** TEXT SECTION **

The essence of this ruling is that the disability of the plaintiff to sue with respect to presubscription acts has a twofold basis. First, it derives from the express acts of ratification found in the subscription agreements, and, secondly, there is estoppel based on the absence of any beneficial interest in the corporation at the presubscription time by the ultimate tenant stockholders (Capitol Wine & Spirit Corp. v. Pokrass, 277 App. Div. 184 [1st Dept., 1950], affd. 302 N. Y. 734 [1951]).
Disability to sue on postsubscription acts, therefore, must be founded upon documentary proof of express acts of ratification of postsubscription acts and the absence in the postsubscription
*1006 period of any beneficial interest on the part of the tenant stockholders. The causes of action herein, with one exception adverted to below, charged postsubscription breaches of the construction contract and of fiduciary obligations.It, therefore, seems to me that on the authority cited above these claims are sufficient and must be sustained unless the documents establish that postsubscription breaches of the construction contract and violations of the fiduciary obligations are nonactionable because of ratification or estoppel.
The matter adduced by defendants to satisfy these requirements consists of various documents and references to section 213 of the National Housing Act and regulations promulgated thereunder, allegedly establishing:
“ (1) Stockholder approval, consent to and ratification of all contracts and agreements executed by plaintiff which were approved by F. H. A., and a series of commitments by the stockholders to F. H. A. regulations; and
“ (2) F. H. A. approval of the transactions complained of in the complaint, constituting an administrative determination which may not be attacked in this action.”
I shall first consider the second cause of action, wherein it is set forth that in June and August of 1950, and in April of 1951, defendant 18 Acres Corporation (the corporation owning the land) purchased certain land to be used as a site for plaintiff’s housing project, and that in February, 1952, defendants leased to plaintiff only a portion of that land. It further appears from the allegations of this cause of action that plaintiff was organized on July 10, 1951, and in June, 1951, subscriptions to the capital stock were offered to prospective tenant stockholders.
Since the defendant 18 Acres Corporation acquired the land months before the first subscriptions were offered to prospective tenant stockholders and before the plaintiff was even organized, plaintiff cannot claim a beneficial interest in the original land purchased by the defendant 18 Acres Corporation. It is clear from the Northridge decision (supra) that there was no fiduciary duty owed by 18 Acres Corporation or its individual stockholders to plaintiff at the time of the respective land acquisitions, all of which preceded the stock subscriptions in the plaintiff. Accordingly, summary judgment should be granted as to the second cause of action.

** DATASET ROWS **
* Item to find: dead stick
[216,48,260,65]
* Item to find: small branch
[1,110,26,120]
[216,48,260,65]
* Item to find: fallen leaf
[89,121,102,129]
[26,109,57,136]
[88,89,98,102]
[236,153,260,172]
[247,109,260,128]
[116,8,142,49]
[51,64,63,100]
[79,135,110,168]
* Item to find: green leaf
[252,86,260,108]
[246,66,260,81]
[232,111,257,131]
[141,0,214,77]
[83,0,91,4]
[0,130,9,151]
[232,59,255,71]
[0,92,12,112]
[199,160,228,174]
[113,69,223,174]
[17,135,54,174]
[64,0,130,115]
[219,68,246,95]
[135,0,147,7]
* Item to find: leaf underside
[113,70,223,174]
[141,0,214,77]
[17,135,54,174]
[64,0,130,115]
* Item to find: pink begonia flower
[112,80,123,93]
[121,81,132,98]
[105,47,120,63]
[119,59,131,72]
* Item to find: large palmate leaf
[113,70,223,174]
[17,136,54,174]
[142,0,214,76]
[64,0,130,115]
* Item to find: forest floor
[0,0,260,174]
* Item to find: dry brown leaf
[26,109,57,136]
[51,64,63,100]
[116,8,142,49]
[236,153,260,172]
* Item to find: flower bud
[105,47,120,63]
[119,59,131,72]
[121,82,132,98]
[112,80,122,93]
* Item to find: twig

** TO DO **
**a)** According to the court opinion, on what date was the plaintiff organized?
**b)** Pick up the court opinion on the housing cooperative's claims after its last sentence and carry it forward.

** EXPECTED ANSWERS **
**a)** July 10, 1951.

**b)**
All other causes of action relate in one way or another to the lease or the construction agreement, both of which were made in February, 1952. Change orders relating to the construction agreement were made thereafter. Tenant stockholders subscribed in June and July, 1951.
*1007 Although the acts alleged in these causes of action thus all clearly postdate the first tenant subscriptions, and therefore are clearly actionable under the Northridge decision, as set forth above, defendants contend:“ (1) That all of the plaintiff’s stockholders approved, consented to and ratified all contracts and agreements executed by the plaintiff which were approved by the F. H. A., and action taken by plaintiff with its approval; and
“ (2) That plaintiff’s charter and by-laws and the subscription agreements signed by its stockholders committed the stockholders to F. H. A. regulations.”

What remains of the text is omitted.